### Reto
Localiza en los datos siguientes cada línea que contenga la cadena "suit" y cópiala completa. Ten en cuenta que se distinguen mayúsculas y minúsculas.

### Datos de la tarea
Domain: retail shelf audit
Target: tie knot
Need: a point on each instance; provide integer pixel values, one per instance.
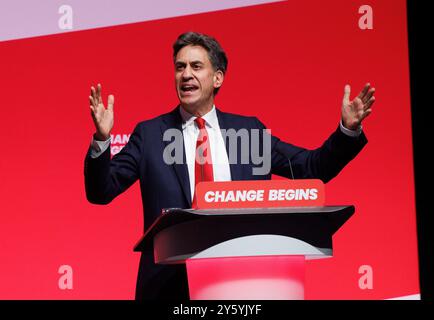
(200, 123)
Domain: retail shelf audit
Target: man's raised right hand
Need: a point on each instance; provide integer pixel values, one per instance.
(102, 118)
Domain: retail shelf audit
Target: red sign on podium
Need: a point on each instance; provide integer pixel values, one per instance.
(260, 194)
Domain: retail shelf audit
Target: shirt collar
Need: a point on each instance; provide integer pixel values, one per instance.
(210, 118)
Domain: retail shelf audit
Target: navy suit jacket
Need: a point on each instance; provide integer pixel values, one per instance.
(168, 186)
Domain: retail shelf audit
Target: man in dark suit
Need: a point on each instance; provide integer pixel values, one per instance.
(200, 66)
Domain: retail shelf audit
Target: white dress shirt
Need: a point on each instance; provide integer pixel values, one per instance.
(219, 156)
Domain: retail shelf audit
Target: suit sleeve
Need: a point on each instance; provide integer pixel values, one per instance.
(323, 163)
(106, 178)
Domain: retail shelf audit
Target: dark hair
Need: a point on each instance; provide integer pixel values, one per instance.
(216, 54)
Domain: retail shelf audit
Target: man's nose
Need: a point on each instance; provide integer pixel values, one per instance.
(187, 74)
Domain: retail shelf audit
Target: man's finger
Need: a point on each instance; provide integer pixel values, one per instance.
(364, 91)
(347, 92)
(92, 101)
(98, 92)
(368, 95)
(111, 102)
(93, 93)
(369, 104)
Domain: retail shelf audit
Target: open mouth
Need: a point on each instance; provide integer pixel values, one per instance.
(188, 88)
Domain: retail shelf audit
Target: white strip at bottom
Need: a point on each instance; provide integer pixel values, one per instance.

### Problema resuelto
Target: navy suit jacket
Target: man in dark suit
Target: suit sleeve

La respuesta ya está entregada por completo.